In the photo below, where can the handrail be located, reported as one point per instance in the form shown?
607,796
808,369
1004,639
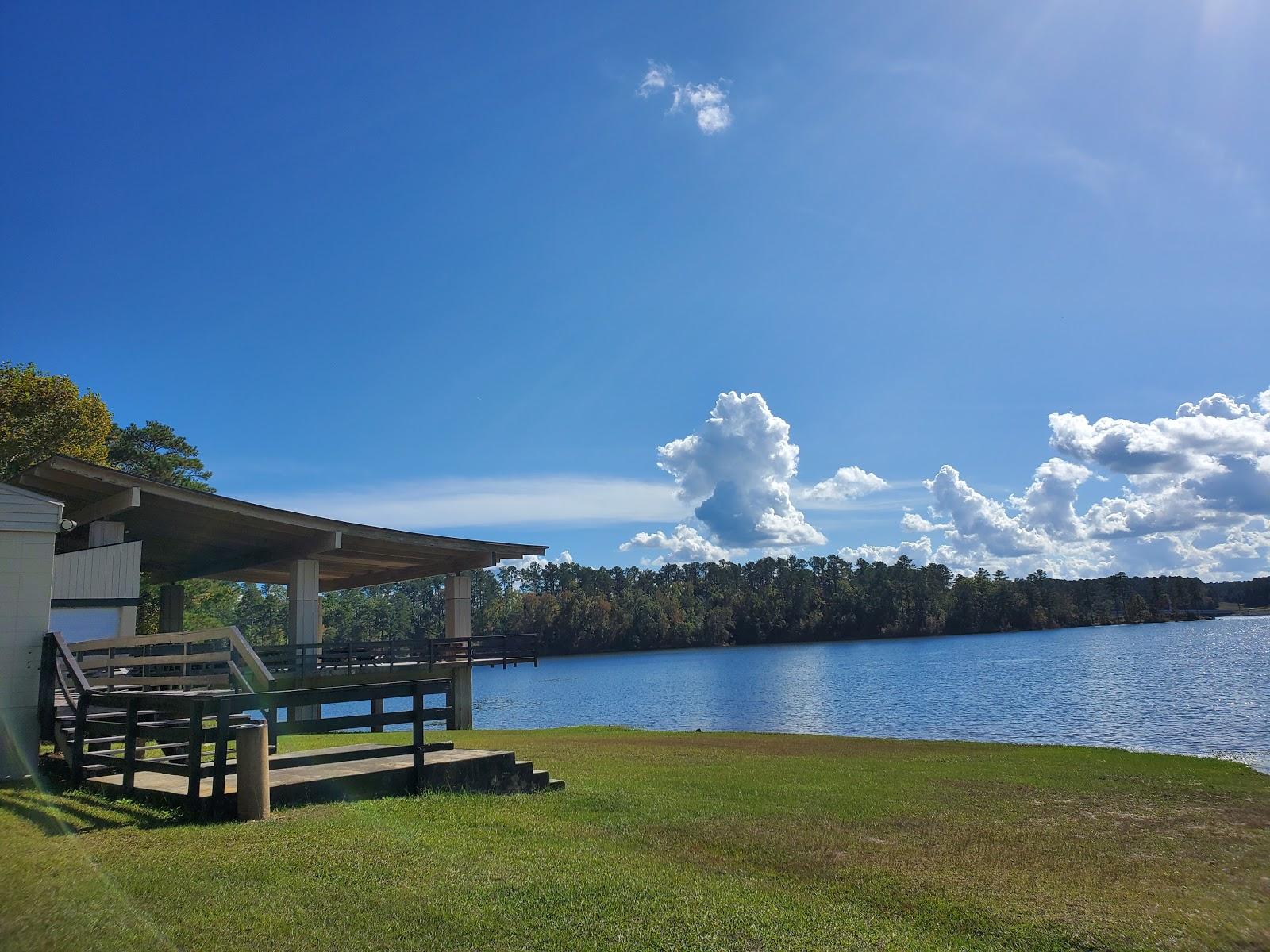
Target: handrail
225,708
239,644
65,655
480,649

##############################

Word for word, write out each of the records, but not the pictures.

In the photo below, where can the handrail be located, reported as one point per instance in the form shown?
607,796
808,369
1004,639
Target: handrail
225,708
239,644
65,655
480,649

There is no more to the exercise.